--- Text excerpt ---

These days we in Robur are finishing up our NGI Pointer project with a goal of easing deployment of reproducible MirageOS applications. Two components we built for this purpose are builder and builder-web. In this post I will go into technical details, design decisions and how the code for builder and builder-web evolved. My hope is the reader may gain insight into lessons we learned and how builder-web works. First, let's get an overview of what the software does.
Builder is a server that periodically schedules build jobs to connecting builder worker clients over TCP. The workers then execute the scripts received, typically an invocation of orb which builds an opam package and records information necessary to reproduce the build. The artifacts and exit code are then packaged and sent back to the builder-server. Builder-server can then store the results in an ASN.1 encoded file on the filesystem, or if configured upload it to builder-web. If the upload fails, the results are stored in the filesystem.

---

**Exercise instructions**
Reproduce the passage about builder and builder-web from "These days we" to "the software does.".

--- Entries provided ---

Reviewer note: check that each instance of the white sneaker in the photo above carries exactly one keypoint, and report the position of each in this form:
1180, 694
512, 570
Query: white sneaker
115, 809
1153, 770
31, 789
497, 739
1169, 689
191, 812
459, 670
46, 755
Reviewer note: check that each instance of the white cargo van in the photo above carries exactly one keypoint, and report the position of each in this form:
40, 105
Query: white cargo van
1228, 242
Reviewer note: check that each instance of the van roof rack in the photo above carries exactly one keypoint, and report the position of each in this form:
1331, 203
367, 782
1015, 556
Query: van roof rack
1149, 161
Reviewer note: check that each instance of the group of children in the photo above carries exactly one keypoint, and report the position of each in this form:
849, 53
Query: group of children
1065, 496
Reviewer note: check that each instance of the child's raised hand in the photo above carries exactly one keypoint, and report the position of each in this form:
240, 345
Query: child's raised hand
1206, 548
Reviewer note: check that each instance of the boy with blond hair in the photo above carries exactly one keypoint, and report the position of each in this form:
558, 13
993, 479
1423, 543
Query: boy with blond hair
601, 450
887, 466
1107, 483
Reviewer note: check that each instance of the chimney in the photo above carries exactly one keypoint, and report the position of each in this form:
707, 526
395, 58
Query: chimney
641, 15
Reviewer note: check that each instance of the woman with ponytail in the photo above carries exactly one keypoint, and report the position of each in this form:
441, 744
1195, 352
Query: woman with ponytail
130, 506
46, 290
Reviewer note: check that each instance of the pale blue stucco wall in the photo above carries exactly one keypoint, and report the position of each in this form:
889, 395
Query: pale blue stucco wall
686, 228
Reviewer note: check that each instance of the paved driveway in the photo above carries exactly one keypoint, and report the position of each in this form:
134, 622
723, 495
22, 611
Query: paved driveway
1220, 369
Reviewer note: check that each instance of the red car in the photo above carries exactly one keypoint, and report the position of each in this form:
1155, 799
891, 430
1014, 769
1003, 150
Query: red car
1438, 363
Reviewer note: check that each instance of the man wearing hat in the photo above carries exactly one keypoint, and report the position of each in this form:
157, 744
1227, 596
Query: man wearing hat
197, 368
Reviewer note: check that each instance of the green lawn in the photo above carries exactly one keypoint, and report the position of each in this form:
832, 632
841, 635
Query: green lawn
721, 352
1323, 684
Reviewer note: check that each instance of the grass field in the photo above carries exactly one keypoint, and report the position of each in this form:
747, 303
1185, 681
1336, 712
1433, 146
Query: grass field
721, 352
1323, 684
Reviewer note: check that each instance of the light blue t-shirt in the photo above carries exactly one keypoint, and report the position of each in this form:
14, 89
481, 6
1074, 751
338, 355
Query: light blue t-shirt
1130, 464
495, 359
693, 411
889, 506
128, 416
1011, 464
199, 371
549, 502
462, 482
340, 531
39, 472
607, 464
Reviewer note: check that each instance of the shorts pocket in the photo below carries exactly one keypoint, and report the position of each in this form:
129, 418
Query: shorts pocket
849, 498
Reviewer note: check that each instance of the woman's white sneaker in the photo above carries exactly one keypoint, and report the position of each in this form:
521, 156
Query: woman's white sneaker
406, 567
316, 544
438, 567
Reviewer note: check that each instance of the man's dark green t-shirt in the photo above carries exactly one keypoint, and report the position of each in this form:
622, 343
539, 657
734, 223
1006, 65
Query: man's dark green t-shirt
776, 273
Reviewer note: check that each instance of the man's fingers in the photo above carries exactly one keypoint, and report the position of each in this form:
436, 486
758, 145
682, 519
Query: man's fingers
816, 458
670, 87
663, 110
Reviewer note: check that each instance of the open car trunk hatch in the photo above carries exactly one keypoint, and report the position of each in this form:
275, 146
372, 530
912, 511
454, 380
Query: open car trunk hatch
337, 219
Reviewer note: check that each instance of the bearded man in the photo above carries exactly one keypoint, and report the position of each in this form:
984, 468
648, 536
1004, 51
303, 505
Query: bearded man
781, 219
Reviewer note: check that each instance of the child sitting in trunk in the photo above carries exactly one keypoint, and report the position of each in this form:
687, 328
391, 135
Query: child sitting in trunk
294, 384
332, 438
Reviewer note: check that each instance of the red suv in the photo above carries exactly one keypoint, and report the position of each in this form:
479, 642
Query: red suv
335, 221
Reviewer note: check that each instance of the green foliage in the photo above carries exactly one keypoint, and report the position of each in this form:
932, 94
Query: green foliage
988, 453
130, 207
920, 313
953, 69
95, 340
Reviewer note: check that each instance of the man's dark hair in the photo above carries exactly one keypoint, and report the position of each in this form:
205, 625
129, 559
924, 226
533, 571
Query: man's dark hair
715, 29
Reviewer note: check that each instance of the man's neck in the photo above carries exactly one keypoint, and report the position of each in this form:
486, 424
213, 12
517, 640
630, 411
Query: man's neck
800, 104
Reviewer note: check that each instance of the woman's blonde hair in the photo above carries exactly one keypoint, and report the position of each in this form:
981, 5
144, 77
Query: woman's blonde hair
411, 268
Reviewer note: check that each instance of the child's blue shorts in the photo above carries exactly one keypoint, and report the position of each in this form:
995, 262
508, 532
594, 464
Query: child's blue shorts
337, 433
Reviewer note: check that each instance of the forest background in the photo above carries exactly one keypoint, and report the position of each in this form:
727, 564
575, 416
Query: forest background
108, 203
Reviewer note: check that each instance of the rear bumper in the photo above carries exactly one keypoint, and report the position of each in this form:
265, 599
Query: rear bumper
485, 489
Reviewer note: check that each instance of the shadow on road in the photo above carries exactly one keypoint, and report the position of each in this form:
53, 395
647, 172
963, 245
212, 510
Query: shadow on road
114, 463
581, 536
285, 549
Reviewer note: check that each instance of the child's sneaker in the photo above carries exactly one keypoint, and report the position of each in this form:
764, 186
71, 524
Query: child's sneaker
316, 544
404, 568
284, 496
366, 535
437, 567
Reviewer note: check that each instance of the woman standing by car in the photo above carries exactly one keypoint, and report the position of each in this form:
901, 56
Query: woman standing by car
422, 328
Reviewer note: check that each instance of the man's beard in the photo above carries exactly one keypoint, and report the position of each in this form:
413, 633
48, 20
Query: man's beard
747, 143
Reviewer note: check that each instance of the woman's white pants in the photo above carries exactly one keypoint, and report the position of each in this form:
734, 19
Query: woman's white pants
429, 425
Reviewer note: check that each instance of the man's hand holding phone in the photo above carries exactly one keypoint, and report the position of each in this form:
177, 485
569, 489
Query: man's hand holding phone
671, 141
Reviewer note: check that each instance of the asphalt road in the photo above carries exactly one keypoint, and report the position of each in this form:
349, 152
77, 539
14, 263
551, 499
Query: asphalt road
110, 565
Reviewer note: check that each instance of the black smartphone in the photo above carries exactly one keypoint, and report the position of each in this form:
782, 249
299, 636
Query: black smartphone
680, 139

---

**Result for this task**
These days we in Robur are finishing up our NGI Pointer project with a goal of easing deployment of reproducible MirageOS applications. Two components we built for this purpose are builder and builder-web. In this post I will go into technical details, design decisions and how the code for builder and builder-web evolved. My hope is the reader may gain insight into lessons we learned and how builder-web works. First, let's get an overview of what the software does.